# 출처:
# Abalone Age Prediction

![method](https://user-images.githubusercontent.com/28593767/112245885-1e390080-8c95-11eb-9dee-5f66bb94cbf8.png)

회귀 분석을 이용한 전복 나이 예측

## Initializing

In [1]:
import numpy as np
import pandas as pd
import csv

np.random.seed(777)

In [2]:
# Training hyper parameters
RAND_MEAN = 0
RAND_STD = 0.0030

LEARNING_RATE = 0.001

In [3]:
# Implement main function
# epoch number, minibatch size, output report, training rate
def main_exec(epoch_count=10, mb_size=10, report=1, train_rate=0.8):
    load_dataset()   # Load data
    init_model()     # Initialize parameters
    train_and_test(epoch_count, mb_size, report, train_rate)   # Train and test

In [4]:
# Implement loading dataset function
def load_dataset():
    with open('data_nn/abalone.csv') as csv_file:
        csvreader = csv.reader(csv_file)
        next(csvreader, None)    # Skip the first row (column info)
        rows = []
        # Store csv data to empty list, rows
        for row in csvreader:
            rows.append(row)
    # Global variable (전역 변수)
    # Input vector size increases from 8 to 10 (One-hot vector)

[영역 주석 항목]
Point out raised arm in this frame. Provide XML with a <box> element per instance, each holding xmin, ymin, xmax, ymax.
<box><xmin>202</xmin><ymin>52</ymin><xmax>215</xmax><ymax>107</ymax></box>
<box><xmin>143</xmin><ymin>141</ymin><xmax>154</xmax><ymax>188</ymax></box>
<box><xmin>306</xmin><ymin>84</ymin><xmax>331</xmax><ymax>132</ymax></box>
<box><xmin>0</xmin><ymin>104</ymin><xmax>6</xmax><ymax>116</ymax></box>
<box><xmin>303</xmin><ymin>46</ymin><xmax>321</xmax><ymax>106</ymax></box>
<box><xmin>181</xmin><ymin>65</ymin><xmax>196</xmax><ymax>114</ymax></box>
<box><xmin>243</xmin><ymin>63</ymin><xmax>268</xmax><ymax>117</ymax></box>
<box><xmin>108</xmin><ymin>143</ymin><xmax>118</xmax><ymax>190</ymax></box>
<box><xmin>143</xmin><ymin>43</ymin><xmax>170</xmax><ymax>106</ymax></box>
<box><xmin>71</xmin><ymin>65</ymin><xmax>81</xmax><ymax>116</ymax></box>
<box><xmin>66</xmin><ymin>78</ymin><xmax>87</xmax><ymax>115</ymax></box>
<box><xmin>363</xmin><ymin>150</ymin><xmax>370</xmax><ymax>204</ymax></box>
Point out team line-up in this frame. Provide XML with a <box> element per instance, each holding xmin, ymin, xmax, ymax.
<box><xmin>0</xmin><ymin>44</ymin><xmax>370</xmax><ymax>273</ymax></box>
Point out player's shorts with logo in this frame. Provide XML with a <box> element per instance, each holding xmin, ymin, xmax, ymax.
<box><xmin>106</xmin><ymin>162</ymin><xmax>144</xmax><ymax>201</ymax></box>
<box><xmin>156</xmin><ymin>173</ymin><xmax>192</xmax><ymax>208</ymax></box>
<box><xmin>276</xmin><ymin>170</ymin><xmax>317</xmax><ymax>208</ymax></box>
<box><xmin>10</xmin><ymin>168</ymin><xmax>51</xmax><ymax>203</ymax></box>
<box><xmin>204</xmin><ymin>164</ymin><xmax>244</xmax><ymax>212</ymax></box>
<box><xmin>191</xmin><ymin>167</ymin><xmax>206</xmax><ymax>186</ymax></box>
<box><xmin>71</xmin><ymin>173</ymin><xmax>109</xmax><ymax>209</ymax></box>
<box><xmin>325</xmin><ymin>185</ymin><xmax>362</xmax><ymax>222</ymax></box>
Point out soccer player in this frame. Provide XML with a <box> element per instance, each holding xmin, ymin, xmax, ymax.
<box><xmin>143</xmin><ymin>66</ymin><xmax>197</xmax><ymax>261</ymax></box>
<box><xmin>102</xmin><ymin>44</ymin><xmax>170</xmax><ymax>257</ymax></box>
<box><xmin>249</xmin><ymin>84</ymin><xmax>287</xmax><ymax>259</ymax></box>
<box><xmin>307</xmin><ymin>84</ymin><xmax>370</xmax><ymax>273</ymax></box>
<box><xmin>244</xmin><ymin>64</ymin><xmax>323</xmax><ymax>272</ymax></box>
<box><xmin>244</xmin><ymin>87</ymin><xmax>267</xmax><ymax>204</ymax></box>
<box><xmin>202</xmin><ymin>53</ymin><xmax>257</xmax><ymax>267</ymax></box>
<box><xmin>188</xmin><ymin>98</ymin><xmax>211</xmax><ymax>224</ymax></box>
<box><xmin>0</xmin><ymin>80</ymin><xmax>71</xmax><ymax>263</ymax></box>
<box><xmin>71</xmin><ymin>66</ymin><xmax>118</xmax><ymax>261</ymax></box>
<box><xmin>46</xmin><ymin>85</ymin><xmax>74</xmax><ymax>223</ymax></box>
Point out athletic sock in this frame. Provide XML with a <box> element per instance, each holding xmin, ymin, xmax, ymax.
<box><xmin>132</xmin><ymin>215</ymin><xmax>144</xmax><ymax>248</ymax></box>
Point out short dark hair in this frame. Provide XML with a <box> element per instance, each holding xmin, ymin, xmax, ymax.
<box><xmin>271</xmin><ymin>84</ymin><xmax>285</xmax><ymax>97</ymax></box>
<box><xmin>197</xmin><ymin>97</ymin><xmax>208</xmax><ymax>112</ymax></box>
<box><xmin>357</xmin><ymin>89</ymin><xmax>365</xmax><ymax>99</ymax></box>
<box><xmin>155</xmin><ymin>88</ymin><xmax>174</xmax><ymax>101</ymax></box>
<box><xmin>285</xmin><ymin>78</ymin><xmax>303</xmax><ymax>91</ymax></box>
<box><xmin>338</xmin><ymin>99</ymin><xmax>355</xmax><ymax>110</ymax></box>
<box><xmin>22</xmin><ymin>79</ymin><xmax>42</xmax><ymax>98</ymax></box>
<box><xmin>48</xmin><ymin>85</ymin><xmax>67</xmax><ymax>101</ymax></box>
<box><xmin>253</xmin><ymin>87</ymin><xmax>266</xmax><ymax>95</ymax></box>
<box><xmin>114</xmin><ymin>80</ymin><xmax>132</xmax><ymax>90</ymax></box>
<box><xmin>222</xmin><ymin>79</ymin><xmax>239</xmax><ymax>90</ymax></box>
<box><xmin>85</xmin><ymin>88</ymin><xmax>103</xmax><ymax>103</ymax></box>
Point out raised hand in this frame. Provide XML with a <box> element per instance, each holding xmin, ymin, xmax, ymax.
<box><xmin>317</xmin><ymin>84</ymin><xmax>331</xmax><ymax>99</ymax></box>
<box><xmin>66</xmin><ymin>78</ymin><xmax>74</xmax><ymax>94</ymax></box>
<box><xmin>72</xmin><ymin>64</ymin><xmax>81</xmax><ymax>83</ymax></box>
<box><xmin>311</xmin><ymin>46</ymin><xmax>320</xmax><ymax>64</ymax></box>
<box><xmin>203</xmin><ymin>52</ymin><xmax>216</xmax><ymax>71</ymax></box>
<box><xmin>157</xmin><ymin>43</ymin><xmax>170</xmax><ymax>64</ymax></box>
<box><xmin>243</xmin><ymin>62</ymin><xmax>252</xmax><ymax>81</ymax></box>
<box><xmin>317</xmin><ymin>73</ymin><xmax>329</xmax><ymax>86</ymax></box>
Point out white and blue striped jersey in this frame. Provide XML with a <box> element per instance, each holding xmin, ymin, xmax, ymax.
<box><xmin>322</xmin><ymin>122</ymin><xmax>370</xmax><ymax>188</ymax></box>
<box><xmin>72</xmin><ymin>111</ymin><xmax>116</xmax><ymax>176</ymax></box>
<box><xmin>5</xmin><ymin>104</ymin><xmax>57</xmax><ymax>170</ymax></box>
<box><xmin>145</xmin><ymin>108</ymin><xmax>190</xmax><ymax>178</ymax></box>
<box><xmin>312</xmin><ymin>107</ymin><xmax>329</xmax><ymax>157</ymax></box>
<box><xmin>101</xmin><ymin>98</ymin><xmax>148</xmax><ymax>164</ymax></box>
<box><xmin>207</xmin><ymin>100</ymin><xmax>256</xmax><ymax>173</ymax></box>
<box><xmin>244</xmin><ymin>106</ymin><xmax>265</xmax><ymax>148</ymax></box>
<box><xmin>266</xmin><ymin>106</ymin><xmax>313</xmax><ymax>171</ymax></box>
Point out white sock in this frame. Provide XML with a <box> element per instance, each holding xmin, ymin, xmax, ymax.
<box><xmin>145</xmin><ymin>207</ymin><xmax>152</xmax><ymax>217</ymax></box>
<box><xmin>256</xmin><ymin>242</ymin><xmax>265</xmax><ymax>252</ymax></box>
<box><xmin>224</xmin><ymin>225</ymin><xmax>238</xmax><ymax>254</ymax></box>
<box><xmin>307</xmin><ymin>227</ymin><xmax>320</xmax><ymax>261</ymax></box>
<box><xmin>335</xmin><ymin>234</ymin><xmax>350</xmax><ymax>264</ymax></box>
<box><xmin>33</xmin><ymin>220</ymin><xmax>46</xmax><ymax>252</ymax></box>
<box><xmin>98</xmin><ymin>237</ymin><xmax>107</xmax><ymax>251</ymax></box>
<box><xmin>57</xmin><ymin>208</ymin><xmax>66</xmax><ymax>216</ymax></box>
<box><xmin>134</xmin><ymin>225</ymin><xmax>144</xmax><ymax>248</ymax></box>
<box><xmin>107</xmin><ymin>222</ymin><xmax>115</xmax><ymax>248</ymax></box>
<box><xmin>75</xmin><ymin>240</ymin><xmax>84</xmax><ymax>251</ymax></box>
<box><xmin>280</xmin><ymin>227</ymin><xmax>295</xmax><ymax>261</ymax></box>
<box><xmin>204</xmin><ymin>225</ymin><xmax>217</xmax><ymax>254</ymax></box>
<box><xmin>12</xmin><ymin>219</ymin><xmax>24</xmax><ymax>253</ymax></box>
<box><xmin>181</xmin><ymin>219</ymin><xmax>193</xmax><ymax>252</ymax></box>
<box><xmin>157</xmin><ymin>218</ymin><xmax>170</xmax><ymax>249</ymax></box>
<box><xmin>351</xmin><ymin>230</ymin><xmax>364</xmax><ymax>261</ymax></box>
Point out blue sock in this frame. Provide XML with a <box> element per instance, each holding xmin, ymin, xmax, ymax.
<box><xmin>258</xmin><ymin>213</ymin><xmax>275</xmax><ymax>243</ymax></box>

# 과제 목표:
a – 레코드에서 "Point out blue"이 들어 있는 줄부터 레코드 끝까지의 모든 줄을 요청 줄까지 포함해 다시 쓰고, 답에 있는 좌표 값(xmin, ymin, xmax, ymax)은 모두 2.4를 곱해 크기를 조정한 뒤 정수로 반올림해 주세요(0.5는 올림).
b – 전복 나이 예측 코드를 마지막 줄 다음부터 이어 쓰세요.

# 작성 답변:
a –
Point out blue sock in this frame. Provide XML with a <box> element per instance, each holding xmin, ymin, xmax, ymax.
<box><xmin>619</xmin><ymin>511</ymin><xmax>660</xmax><ymax>583</ymax></box>

b –
    global data, input_cnt, output_cnt
    input_cnt, output_cnt = 10, 1    # Size of independant and dependant variables
    data = np.zeros([len(rows), input_cnt+output_cnt])   # Buffer
    
    # One-hot vector
    # I = [1,0,0], M = [0,1,0], F = [0,0,1]
    for n, row in enumerate(rows):
        if row[0] == 'I': data[n, 0] = 1
        if row[0] == 'M': data[n, 1] = 1
        if row[0] == 'F': data[n, 2] = 1
        data[n, 3:] = row[1:]    # For the rest, store data from enumerate

In [5]:
# Implement parameters initializing function

def init_model():
    global weight, bias, input_cnt, output_cnt
    weight = np.random.normal(RAND_MEAN, RAND_STD, [input_cnt, output_cnt])
    bias = np.zeros([output_cnt])
    # print(weight)
    # print(bias)

In [6]:
# data 출력 형태 확인 (원 핫 벡터 확인)

with open('data_nn/abalone.csv') as csvfile:
    csvreader = csv.reader(csvfile)
    next(csvreader, None)    # Skip the first row (column info)
    rows = []
    for row in csvreader:
        rows.append(row)
        
global data
data = np.zeros([len(rows), 11]) 

for n, row in enumerate(rows):
    if row[0] == 'I': data[n, 0] = 1
    if row[0] == 'M': data[n, 1] = 1
    if row[0] == 'F': data[n, 2] = 1
    data[n, 3:] = row[1:]  
print(data)

[[ 0.      1.      0.     ...  0.101   0.15   15.    ]
 [ 0.      1.      0.     ...  0.0485  0.07    7.    ]
 [ 0.      0.      1.     ...  0.1415  0.21    9.    ]
 ...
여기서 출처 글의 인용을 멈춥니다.